* [Given exercise]
Rescale the data below by rewriting every line of it with all wording kept as is, but with each x and y coordinate after "Reply:" multiplied by 0.3 and rounded to a whole number, halves rounding up. Please leave the pictures out of your version.

* [Records to use]

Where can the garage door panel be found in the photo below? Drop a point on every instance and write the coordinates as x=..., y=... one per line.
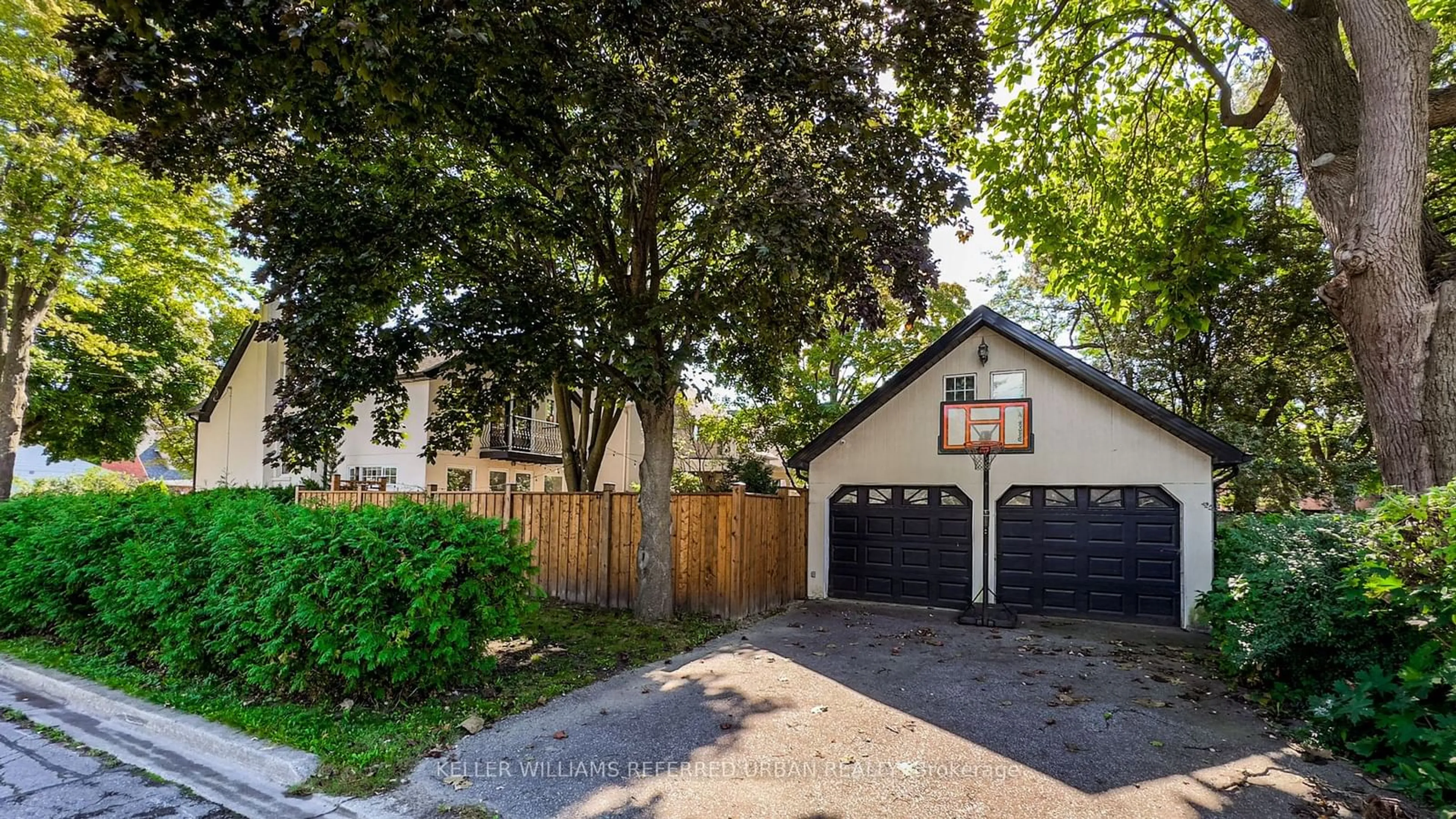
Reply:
x=1061, y=599
x=1156, y=605
x=1059, y=531
x=880, y=525
x=1084, y=560
x=901, y=549
x=915, y=591
x=1059, y=565
x=1100, y=566
x=954, y=560
x=1015, y=595
x=879, y=556
x=1156, y=534
x=950, y=594
x=1156, y=569
x=953, y=528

* [Completed task]
Where can the garage door panel be found in the photo below? Drop a point on every instance and write the coordinates as x=..., y=... one per line.
Reply:
x=318, y=180
x=347, y=182
x=318, y=159
x=264, y=158
x=325, y=168
x=270, y=165
x=275, y=177
x=318, y=170
x=330, y=170
x=286, y=168
x=305, y=179
x=264, y=167
x=347, y=160
x=285, y=178
x=347, y=171
x=286, y=158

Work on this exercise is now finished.